- ABOUT THIS EXERCISE: Drop the pictures, then repeat every record exactly as it stands.

- RECORDS SUPPLIED:

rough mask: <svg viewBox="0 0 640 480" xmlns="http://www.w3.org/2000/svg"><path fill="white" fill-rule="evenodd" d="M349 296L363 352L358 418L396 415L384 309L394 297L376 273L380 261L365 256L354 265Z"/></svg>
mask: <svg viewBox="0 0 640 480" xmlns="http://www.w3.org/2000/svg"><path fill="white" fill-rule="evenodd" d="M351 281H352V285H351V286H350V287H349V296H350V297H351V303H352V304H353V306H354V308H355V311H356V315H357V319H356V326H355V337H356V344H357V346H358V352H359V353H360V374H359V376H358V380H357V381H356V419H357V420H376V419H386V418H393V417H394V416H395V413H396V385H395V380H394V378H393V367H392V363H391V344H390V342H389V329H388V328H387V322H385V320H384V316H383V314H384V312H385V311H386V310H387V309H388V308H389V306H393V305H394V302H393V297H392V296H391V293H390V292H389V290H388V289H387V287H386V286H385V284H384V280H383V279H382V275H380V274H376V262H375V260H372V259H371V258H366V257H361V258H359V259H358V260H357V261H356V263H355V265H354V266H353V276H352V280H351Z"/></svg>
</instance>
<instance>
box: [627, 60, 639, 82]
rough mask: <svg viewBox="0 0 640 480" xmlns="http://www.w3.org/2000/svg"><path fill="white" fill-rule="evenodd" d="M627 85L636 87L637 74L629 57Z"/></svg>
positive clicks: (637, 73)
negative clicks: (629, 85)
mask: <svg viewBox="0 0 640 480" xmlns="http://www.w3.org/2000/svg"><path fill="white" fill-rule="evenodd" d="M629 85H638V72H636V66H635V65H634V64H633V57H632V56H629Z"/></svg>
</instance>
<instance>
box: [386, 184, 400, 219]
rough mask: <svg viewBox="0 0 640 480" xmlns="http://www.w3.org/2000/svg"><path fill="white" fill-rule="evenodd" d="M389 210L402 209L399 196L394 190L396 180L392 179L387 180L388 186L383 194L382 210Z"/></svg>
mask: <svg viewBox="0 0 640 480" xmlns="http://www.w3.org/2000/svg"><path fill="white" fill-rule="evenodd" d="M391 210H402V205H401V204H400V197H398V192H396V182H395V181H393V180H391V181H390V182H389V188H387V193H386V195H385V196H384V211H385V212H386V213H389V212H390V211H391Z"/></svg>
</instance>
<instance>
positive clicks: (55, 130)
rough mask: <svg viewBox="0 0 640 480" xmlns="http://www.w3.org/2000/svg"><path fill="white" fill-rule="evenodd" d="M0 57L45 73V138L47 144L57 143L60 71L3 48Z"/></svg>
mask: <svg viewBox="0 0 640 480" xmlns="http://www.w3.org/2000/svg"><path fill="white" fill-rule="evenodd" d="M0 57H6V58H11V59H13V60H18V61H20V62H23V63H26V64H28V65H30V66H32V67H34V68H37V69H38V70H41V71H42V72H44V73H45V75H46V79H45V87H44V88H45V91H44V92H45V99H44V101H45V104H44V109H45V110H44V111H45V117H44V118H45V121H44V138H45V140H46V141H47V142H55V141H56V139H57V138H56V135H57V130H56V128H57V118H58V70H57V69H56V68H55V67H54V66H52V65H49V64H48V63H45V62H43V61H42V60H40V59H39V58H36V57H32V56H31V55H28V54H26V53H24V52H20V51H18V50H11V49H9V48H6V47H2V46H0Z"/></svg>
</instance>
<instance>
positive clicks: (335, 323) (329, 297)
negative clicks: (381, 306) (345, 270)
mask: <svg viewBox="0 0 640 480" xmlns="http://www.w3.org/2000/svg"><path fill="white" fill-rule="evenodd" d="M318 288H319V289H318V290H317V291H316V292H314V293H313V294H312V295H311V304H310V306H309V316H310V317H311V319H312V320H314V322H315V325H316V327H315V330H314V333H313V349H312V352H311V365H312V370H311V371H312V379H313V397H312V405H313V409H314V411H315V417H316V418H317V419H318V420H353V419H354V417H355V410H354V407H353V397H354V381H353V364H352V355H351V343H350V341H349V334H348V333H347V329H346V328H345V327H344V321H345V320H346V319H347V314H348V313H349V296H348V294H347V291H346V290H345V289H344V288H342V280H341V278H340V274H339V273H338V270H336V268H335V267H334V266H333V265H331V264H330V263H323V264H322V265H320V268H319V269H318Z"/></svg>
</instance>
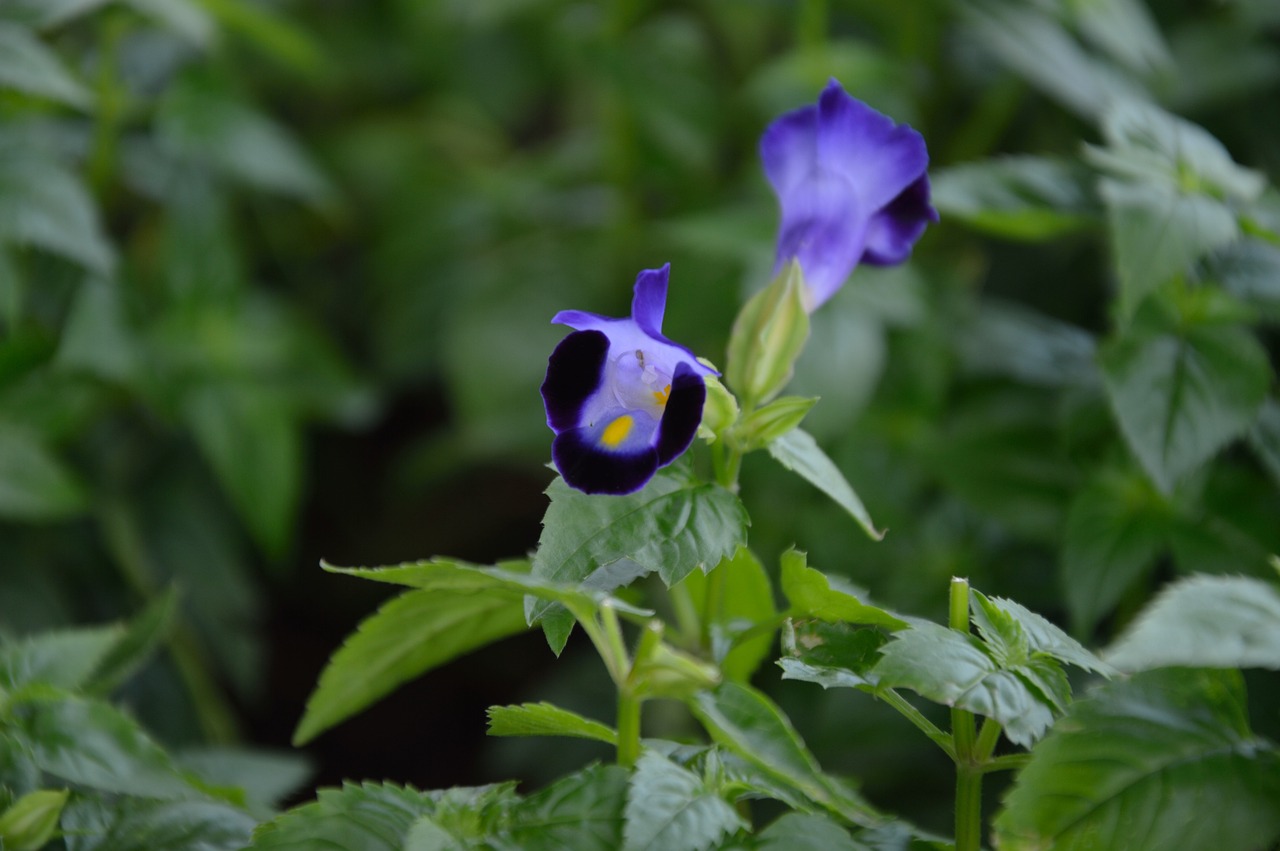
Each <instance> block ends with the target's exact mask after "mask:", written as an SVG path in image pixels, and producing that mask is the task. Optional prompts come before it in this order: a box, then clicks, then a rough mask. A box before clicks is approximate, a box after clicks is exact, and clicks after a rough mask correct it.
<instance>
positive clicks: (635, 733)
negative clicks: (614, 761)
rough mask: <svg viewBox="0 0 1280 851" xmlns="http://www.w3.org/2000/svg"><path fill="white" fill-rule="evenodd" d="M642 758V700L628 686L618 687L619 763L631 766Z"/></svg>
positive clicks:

- ANSWER BOX:
rough mask: <svg viewBox="0 0 640 480" xmlns="http://www.w3.org/2000/svg"><path fill="white" fill-rule="evenodd" d="M349 296L363 352L358 418L396 415L384 309L394 297L376 273L380 261L365 256L354 265Z"/></svg>
mask: <svg viewBox="0 0 640 480" xmlns="http://www.w3.org/2000/svg"><path fill="white" fill-rule="evenodd" d="M351 281H352V285H351V286H350V287H349V296H350V297H351V303H352V304H353V306H354V308H355V311H356V315H357V319H356V326H355V337H356V344H357V346H358V352H359V353H360V374H359V376H358V380H357V381H356V419H357V420H376V419H386V418H393V417H394V416H395V413H396V385H395V380H394V378H393V367H392V363H391V344H390V342H389V329H388V328H387V322H385V320H384V316H383V314H384V312H385V311H386V310H387V309H388V308H389V306H393V305H394V302H393V297H392V296H391V293H390V292H389V290H388V289H387V287H386V286H385V284H384V280H383V279H382V275H380V274H376V262H375V260H372V259H371V258H366V257H361V258H359V259H358V260H357V261H356V263H355V265H354V266H353V276H352V280H351Z"/></svg>
</instance>
<instance>
box: [627, 60, 639, 82]
rough mask: <svg viewBox="0 0 640 480" xmlns="http://www.w3.org/2000/svg"><path fill="white" fill-rule="evenodd" d="M627 85L636 87L637 74L629 57Z"/></svg>
positive clicks: (637, 73)
negative clicks: (629, 85)
mask: <svg viewBox="0 0 640 480" xmlns="http://www.w3.org/2000/svg"><path fill="white" fill-rule="evenodd" d="M629 85H638V72H636V66H635V65H634V64H633V57H632V56H629Z"/></svg>
</instance>
<instance>
box: [386, 184, 400, 219]
rough mask: <svg viewBox="0 0 640 480" xmlns="http://www.w3.org/2000/svg"><path fill="white" fill-rule="evenodd" d="M389 210L402 209L399 196L394 190L396 180L392 179L387 180L388 186L383 194L382 210Z"/></svg>
mask: <svg viewBox="0 0 640 480" xmlns="http://www.w3.org/2000/svg"><path fill="white" fill-rule="evenodd" d="M391 210H402V205H401V204H400V197H398V192H396V182H395V181H393V180H391V181H390V182H389V188H387V193H386V195H385V196H384V211H385V212H386V213H389V212H390V211H391Z"/></svg>
</instance>
<instance>
positive clicks: (55, 130)
rough mask: <svg viewBox="0 0 640 480" xmlns="http://www.w3.org/2000/svg"><path fill="white" fill-rule="evenodd" d="M0 57L45 73V138L47 144L57 143L60 71L3 48Z"/></svg>
mask: <svg viewBox="0 0 640 480" xmlns="http://www.w3.org/2000/svg"><path fill="white" fill-rule="evenodd" d="M0 57H6V58H11V59H13V60H18V61H20V62H23V63H26V64H28V65H30V66H32V67H34V68H37V69H38V70H41V71H42V72H44V73H45V75H46V79H45V87H44V88H45V91H44V92H45V99H44V101H45V104H44V109H45V110H44V111H45V117H44V118H45V121H44V138H45V140H46V141H47V142H55V141H56V139H57V138H56V135H57V130H56V128H57V118H58V70H57V69H56V68H55V67H54V66H52V65H49V64H48V63H45V62H43V61H42V60H40V59H39V58H36V57H32V56H31V55H28V54H26V53H24V52H20V51H18V50H11V49H9V48H6V47H2V46H0Z"/></svg>
</instance>
<instance>
positive clicks: (335, 323) (329, 297)
negative clicks: (381, 306) (345, 270)
mask: <svg viewBox="0 0 640 480" xmlns="http://www.w3.org/2000/svg"><path fill="white" fill-rule="evenodd" d="M318 288H319V289H318V290H317V291H316V292H314V293H313V294H312V295H311V304H310V306H309V316H310V317H311V319H312V320H314V322H315V325H316V327H315V330H314V333H313V349H312V352H311V365H312V370H311V371H312V379H313V397H312V405H313V409H314V411H315V417H316V418H317V419H318V420H353V419H354V417H355V410H354V407H353V397H354V381H353V364H352V355H351V343H350V341H349V334H348V333H347V329H346V328H345V327H344V321H345V320H346V319H347V314H348V313H349V296H348V294H347V291H346V290H345V289H344V288H342V280H341V278H340V274H339V273H338V270H336V268H335V267H334V266H333V265H331V264H330V263H323V264H322V265H320V268H319V269H318Z"/></svg>
</instance>
Each <instance> block ends with the target's exact mask after "mask:", written as an SVG path in image pixels, and producing that mask is the task. Optional prompts come before it in this order: a box, then clicks, then a rough mask. A box before clicks is approximate, a box after clicks is exact, and clicks after a rough mask correct it.
<instance>
positive clicks: (635, 733)
negative clicks: (614, 761)
rough mask: <svg viewBox="0 0 1280 851" xmlns="http://www.w3.org/2000/svg"><path fill="white" fill-rule="evenodd" d="M642 758V700L628 686L618 687L619 763L631 766Z"/></svg>
positive clicks:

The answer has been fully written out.